* BEGIN *
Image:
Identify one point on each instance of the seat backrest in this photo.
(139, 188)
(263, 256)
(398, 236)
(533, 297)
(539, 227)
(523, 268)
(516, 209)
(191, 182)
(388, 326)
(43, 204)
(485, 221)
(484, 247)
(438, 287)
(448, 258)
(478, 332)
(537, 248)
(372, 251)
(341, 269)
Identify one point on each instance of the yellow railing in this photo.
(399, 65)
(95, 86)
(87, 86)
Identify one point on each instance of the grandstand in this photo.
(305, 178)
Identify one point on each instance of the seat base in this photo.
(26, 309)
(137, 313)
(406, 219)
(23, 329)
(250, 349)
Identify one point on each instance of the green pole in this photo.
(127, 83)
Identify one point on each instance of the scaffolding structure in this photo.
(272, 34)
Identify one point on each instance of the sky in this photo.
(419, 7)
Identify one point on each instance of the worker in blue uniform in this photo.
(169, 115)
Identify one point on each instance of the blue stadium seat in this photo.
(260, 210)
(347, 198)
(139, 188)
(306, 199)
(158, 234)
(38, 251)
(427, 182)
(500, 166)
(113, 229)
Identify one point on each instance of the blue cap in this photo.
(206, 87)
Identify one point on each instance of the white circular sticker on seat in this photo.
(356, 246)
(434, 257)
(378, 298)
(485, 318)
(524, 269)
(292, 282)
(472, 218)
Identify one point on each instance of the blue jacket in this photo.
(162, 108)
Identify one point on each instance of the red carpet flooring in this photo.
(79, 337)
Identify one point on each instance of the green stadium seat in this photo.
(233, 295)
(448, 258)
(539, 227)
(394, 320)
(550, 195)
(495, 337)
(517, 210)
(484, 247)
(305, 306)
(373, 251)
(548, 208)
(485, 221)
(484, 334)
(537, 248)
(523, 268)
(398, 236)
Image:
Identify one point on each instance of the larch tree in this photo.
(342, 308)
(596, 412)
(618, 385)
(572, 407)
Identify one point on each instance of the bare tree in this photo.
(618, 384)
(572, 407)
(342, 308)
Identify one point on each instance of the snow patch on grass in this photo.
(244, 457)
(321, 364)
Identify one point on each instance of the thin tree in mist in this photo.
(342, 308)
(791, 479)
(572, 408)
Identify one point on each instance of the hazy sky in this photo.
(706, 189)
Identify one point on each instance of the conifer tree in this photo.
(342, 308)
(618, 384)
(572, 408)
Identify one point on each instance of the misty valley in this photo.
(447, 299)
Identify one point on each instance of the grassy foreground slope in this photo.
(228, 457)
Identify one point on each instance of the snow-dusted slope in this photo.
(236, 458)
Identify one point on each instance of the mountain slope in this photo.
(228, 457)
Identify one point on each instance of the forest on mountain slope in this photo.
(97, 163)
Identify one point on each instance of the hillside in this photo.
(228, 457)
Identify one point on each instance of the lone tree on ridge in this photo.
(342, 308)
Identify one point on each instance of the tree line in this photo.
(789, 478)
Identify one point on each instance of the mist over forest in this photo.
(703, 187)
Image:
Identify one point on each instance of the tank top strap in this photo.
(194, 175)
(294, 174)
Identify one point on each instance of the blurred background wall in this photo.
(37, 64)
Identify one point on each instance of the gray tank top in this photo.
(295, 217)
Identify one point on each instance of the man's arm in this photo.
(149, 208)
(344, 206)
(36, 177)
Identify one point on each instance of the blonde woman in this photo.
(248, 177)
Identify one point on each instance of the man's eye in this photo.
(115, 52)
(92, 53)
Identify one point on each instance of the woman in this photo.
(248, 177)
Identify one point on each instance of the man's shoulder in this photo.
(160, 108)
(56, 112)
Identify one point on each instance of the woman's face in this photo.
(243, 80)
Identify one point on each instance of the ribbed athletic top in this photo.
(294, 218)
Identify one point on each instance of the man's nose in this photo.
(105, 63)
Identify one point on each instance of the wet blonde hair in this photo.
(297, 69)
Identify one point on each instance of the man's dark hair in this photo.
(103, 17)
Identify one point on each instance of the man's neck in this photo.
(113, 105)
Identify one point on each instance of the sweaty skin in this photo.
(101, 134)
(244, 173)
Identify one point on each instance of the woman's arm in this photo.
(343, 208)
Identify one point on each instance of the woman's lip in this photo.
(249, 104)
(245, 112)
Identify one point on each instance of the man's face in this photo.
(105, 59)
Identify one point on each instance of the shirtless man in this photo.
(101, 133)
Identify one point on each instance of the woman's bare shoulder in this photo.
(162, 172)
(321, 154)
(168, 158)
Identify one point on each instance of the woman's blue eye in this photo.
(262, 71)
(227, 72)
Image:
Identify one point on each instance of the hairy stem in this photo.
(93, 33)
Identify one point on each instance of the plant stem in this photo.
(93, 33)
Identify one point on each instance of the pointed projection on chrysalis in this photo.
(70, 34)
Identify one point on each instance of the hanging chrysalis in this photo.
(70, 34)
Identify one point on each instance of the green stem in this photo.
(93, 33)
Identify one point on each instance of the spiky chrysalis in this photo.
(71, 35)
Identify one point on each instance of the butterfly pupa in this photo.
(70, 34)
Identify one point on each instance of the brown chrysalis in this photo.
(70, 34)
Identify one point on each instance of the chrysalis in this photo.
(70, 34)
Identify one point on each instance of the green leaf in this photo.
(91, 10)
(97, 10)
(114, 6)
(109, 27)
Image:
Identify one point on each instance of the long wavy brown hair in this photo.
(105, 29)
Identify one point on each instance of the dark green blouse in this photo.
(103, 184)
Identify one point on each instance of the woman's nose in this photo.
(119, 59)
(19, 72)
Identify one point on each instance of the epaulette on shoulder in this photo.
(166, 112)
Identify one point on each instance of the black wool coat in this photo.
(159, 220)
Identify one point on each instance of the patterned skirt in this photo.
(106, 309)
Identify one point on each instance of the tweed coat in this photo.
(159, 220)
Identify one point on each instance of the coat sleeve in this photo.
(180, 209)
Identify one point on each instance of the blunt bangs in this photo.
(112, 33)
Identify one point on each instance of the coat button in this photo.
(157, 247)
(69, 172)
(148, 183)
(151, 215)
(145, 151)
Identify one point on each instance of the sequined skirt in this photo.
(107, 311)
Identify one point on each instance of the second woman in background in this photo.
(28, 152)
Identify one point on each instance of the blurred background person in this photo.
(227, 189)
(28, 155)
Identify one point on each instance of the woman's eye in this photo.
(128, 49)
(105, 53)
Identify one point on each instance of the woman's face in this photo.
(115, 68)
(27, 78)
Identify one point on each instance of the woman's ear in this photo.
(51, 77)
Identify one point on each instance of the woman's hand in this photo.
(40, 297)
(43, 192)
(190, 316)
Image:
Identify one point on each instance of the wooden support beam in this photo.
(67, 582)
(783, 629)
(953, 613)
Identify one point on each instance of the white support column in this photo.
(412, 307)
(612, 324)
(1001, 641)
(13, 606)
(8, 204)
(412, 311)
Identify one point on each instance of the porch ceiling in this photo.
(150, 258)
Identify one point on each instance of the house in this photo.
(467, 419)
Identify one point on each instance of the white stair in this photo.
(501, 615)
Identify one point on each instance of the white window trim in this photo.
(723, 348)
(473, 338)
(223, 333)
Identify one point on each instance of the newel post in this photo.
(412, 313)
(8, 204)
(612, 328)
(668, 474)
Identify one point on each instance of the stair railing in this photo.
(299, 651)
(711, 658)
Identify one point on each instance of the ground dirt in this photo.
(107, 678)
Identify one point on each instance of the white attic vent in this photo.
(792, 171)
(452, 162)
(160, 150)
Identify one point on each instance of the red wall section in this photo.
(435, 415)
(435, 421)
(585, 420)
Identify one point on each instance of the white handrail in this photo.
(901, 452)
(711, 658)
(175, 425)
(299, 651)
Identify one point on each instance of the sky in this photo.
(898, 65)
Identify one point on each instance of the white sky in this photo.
* END *
### YOUR GOAL
Repeat the records above exactly, from the first line to the last.

### EXPECTED OUTPUT
Image:
Identify one point on each instance of the seat backrest in this photo.
(139, 188)
(263, 256)
(398, 236)
(533, 297)
(539, 227)
(523, 268)
(516, 209)
(191, 182)
(388, 326)
(43, 204)
(485, 221)
(484, 247)
(438, 287)
(448, 258)
(478, 332)
(537, 248)
(372, 251)
(341, 269)
Identify one point on each instance of the yellow railing in this photo.
(399, 65)
(95, 86)
(87, 86)
Identify one point on each instance of the grandstand in this photo.
(305, 178)
Identify one point on each instance of the seat base in this photo.
(26, 309)
(137, 313)
(406, 219)
(23, 329)
(250, 349)
Identify one point on each instance of the green pole in this photo.
(127, 83)
Identify one point on each instance of the scaffolding structure in this photo.
(272, 34)
Identify one point on each instance of the sky in this photo.
(419, 7)
Identify one point on each instance of the worker in blue uniform in this photo.
(169, 115)
Identify one point on each instance of the blue stadium seat in this photo.
(260, 210)
(347, 198)
(139, 188)
(306, 199)
(158, 234)
(38, 251)
(427, 182)
(500, 166)
(113, 229)
Identify one point on each instance of the blue cap in this photo.
(206, 87)
Identify one point on each instance of the white circular sticker on seat in this photo.
(356, 246)
(434, 257)
(378, 298)
(485, 318)
(524, 269)
(292, 282)
(472, 218)
Identify one point on each instance of the blue jacket in this photo.
(162, 108)
Identify one point on each instance of the red carpet flooring in this photo.
(79, 337)
Identify one point on each instance of the green stadium seat in this photo.
(233, 295)
(448, 258)
(539, 227)
(394, 320)
(550, 195)
(495, 337)
(517, 210)
(484, 247)
(305, 306)
(373, 251)
(548, 208)
(485, 221)
(484, 334)
(537, 248)
(523, 268)
(398, 236)
Image:
Identify one point on each instance of the larch tree in this photo.
(342, 308)
(596, 412)
(618, 385)
(572, 407)
Identify one point on each instance of the bare tree in this photo.
(618, 384)
(572, 407)
(342, 308)
Identify one point on each instance of the snow patch on grass in this photo.
(244, 457)
(321, 364)
Identify one point on each instance of the thin tree in mist in this photo.
(342, 308)
(791, 479)
(572, 408)
Identify one point on each instance of the hazy sky in this photo.
(706, 189)
Identify one point on each instance of the conifer tree in this photo.
(342, 308)
(618, 384)
(572, 408)
Identify one point on each instance of the misty valley in this photo.
(447, 299)
Identify one point on each instance of the grassy foreground slope in this photo.
(228, 457)
Identify one point on each instance of the snow-dusted slope in this photo.
(236, 458)
Identify one point on each instance of the mountain slope in this photo.
(228, 457)
Identify one point on each instance of the forest on mountain slope in this photo.
(97, 163)
Identify one point on each instance of the hillside in this photo.
(228, 457)
Identify one point on each instance of the lone tree on ridge in this photo.
(342, 308)
Identify one point on each instance of the tree line in this photo.
(789, 478)
Identify one point on each instance of the mist over forest in this photo.
(703, 187)
Image:
Identify one point on each instance of the tank top strap in this photo.
(194, 175)
(294, 174)
Identify one point on each instance of the blurred background wall in this photo.
(37, 64)
Identify one point on each instance of the gray tank top in this photo.
(295, 217)
Identify one point on each instance of the man's arm in this photo.
(149, 208)
(344, 206)
(36, 177)
Identify one point on each instance of the blonde woman in this photo.
(248, 177)
Identify one point on each instance of the man's eye in this photo.
(115, 52)
(92, 53)
Identify one point on each instance of the woman in this photo.
(248, 177)
Identify one point on each instance of the man's shoulder in this photo.
(160, 108)
(56, 112)
Identify one point on each instance of the woman's face in this photo.
(243, 80)
Identify one point on each instance of the ribbed athletic top in this photo.
(294, 218)
Identify one point on each instance of the man's nose in this photo.
(105, 63)
Identify one point on each instance of the wet blonde hair in this photo.
(297, 69)
Identify one point on each instance of the man's dark hair in this photo.
(103, 17)
Identify one point on each instance of the man's neck in this photo.
(113, 105)
Identify one point on each instance of the sweaty skin in this photo.
(101, 134)
(244, 173)
Identify one point on each instance of the woman's arm in this photo.
(343, 208)
Identify one point on each instance of the woman's lip in this photo.
(249, 104)
(245, 112)
Identify one point on each instance of the man's face in this photo.
(105, 59)
Identify one point on each instance of the shirtless man in this photo.
(101, 133)
Identify one point on each instance of the woman's bare shoulder in this photo.
(162, 172)
(321, 154)
(168, 158)
Identify one point on each instance of the woman's blue eye in this photo.
(262, 71)
(227, 72)
Image:
Identify one point on each instance of the hairy stem in this photo.
(93, 33)
Identify one point on each instance of the plant stem in this photo.
(93, 33)
Identify one point on each instance of the pointed projection on chrysalis in this photo.
(70, 34)
Identify one point on each instance of the hanging chrysalis in this photo.
(70, 34)
Identify one point on each instance of the green stem in this photo.
(93, 33)
Identify one point on each instance of the spiky chrysalis in this photo.
(71, 35)
Identify one point on each instance of the butterfly pupa in this photo.
(70, 34)
Identify one point on each instance of the brown chrysalis in this photo.
(70, 34)
Identify one point on each instance of the chrysalis in this photo.
(70, 34)
Identify one point on each instance of the green leaf in this photo.
(91, 10)
(97, 10)
(114, 6)
(109, 27)
Image:
Identify one point on each instance of the long wavy brown hair in this photo.
(105, 29)
Identify one point on each instance of the dark green blouse in this photo.
(103, 184)
Identify one point on each instance of the woman's nose in this photo.
(119, 59)
(19, 72)
Identify one point on each instance of the epaulette on shoulder in this photo.
(166, 112)
Identify one point on each instance of the black wool coat in this photo.
(159, 220)
Identify one point on each instance of the patterned skirt in this photo.
(106, 309)
Identify one point on each instance of the tweed coat in this photo.
(159, 220)
Identify one point on each instance of the coat sleeve in this photo.
(180, 209)
Identify one point on each instance of the blunt bangs in this photo.
(112, 33)
Identify one point on each instance of the coat button in this photo.
(157, 247)
(69, 172)
(148, 183)
(151, 215)
(145, 151)
Identify one point on each instance of the sequined skirt in this photo.
(107, 311)
Identify one point on each instance of the second woman in background in this photo.
(28, 152)
Identify one point on each instance of the blurred background person in this photo.
(227, 189)
(28, 155)
Identify one point on each instance of the woman's eye in this photo.
(128, 49)
(105, 53)
Identify one point on each instance of the woman's face in this photo.
(115, 68)
(27, 78)
Identify one point on each instance of the woman's ear in this photo.
(51, 77)
Identify one point on each instance of the woman's hand in this photo.
(40, 297)
(43, 192)
(190, 316)
Image:
Identify one point on each instance of the wooden support beam in this photo.
(67, 582)
(783, 629)
(953, 613)
Identify one point on each instance of the white support column in this photo.
(412, 307)
(612, 324)
(1001, 641)
(13, 606)
(8, 204)
(412, 311)
Identify one point on each instance of the porch ceiling in this photo.
(150, 258)
Identify one point on each instance of the house in this photo.
(467, 419)
Identify one point on each instance of the white stair in this photo.
(501, 615)
Identify one point on each instance of the white window trim in this photo.
(723, 348)
(473, 338)
(223, 333)
Identify one point on each instance of the newel post in this photo.
(412, 313)
(8, 204)
(612, 328)
(668, 474)
Identify one point on each instance of the stair railing in this photo.
(299, 651)
(711, 658)
Identify one point on each instance of the ground dirt in this photo.
(107, 678)
Identify one point on each instance of the white attic vent in this photo.
(792, 171)
(452, 162)
(160, 150)
Identify one point on each instance of the red wall section in this photo.
(435, 415)
(435, 421)
(585, 420)
Identify one point on each instance of the white handrail in this photo.
(901, 452)
(711, 658)
(175, 425)
(299, 651)
Identify one point on each instance of the sky in this photo.
(898, 65)
Identify one point on each instance of the white sky in this photo.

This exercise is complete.